* **Collected data**
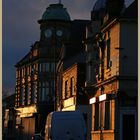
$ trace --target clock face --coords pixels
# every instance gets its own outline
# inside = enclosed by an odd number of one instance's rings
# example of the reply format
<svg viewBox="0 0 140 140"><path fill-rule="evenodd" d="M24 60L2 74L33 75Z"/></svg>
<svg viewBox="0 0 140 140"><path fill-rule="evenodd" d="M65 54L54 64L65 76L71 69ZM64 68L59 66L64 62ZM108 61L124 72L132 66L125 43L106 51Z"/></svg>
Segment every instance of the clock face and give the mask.
<svg viewBox="0 0 140 140"><path fill-rule="evenodd" d="M57 30L56 34L57 34L57 36L61 37L63 35L63 32L61 30Z"/></svg>
<svg viewBox="0 0 140 140"><path fill-rule="evenodd" d="M47 38L51 37L51 35L52 35L51 29L45 30L44 34L45 34L45 36L46 36Z"/></svg>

* **WRITTEN REQUEST**
Duplicate the entries above line for line, leaving out the pictures.

* **RESPONSE TO THIS EXERCISE**
$ trace --target clock face --coords pixels
# every instance gets its own outline
# inside = enclosed by an odd number of one instance's rings
# example of the reply format
<svg viewBox="0 0 140 140"><path fill-rule="evenodd" d="M24 60L2 74L33 75Z"/></svg>
<svg viewBox="0 0 140 140"><path fill-rule="evenodd" d="M65 54L54 64L65 76L71 69ZM64 68L59 66L64 62ZM108 61L124 72L132 66L125 43L106 51Z"/></svg>
Segment every instance of the clock face and give the mask.
<svg viewBox="0 0 140 140"><path fill-rule="evenodd" d="M57 30L56 34L57 34L57 36L61 37L63 35L63 32L61 30Z"/></svg>
<svg viewBox="0 0 140 140"><path fill-rule="evenodd" d="M47 38L51 37L51 35L52 35L51 29L45 30L44 34L45 34L45 36L46 36Z"/></svg>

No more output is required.